Every member of the Alabama football family is counting down the seconds until Nick Saban can officially reclaim his spot on the sidelines as the team’s head coach. After testing positive for COVID-19 a week ago, Saban has been suppressed to coaching from a distance as offensive coordinator Steve Sarkisian handles things in the building.
It’s been a stressful time for Saban who described feeling “helpless” during the team’s last game against Auburn which resulted in a 42-13 victory.
Luckily for the team, Saban shared that he has confidence that his time away will be ending soon as he shared another update during his Wednesday press conference.
The head coach said that he expects to be back to in-person coaching “in the very near future.”
This statement adds to his past comments which came during his teleconference earlier today where he shared that he expects to be able to coach against LSU come Saturday.
“I’m feeling great, and I’ll be evaluated by the medical staff on a daily basis,” Saban said on the call. “I still fully expect to be able to coach this game on Saturday.”

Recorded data
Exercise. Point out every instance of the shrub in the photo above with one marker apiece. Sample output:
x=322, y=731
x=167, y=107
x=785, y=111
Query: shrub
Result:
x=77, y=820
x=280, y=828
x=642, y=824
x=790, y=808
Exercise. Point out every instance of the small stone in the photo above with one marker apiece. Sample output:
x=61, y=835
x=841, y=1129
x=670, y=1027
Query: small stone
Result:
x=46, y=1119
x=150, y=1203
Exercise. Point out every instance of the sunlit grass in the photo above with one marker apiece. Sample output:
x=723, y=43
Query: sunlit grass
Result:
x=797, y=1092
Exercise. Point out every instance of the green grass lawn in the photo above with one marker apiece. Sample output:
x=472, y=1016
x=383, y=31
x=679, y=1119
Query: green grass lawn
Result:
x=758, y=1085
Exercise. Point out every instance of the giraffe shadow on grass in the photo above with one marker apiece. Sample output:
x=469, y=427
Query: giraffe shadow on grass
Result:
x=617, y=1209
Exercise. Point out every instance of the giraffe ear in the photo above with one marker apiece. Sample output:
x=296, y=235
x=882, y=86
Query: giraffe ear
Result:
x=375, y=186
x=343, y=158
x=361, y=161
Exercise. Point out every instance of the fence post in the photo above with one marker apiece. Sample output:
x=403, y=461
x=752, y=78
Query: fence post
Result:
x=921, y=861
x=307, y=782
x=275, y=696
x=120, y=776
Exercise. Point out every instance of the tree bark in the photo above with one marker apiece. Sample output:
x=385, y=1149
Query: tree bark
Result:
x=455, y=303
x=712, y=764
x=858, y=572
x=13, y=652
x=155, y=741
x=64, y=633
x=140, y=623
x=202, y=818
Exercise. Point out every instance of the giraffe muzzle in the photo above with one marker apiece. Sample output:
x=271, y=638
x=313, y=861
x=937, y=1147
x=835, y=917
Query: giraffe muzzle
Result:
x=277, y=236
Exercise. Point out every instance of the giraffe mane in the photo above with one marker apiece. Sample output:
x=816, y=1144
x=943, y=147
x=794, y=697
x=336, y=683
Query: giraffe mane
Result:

Tasks for this exercise:
- A) In the Saban article, what was the final score of Alabama's last game against Auburn?
- B) Name every football team mentioned in the Saban article.
- C) According to the Saban article, why has Saban been coaching from a distance instead of in the building?

Solutions to the problems:
- A) Alabama won 42-13.

- B) Alabama, Auburn, LSU

- C) He tested positive for COVID-19 a week ago, so he has been coaching from a distance while offensive coordinator Steve Sarkisian handles things in the building.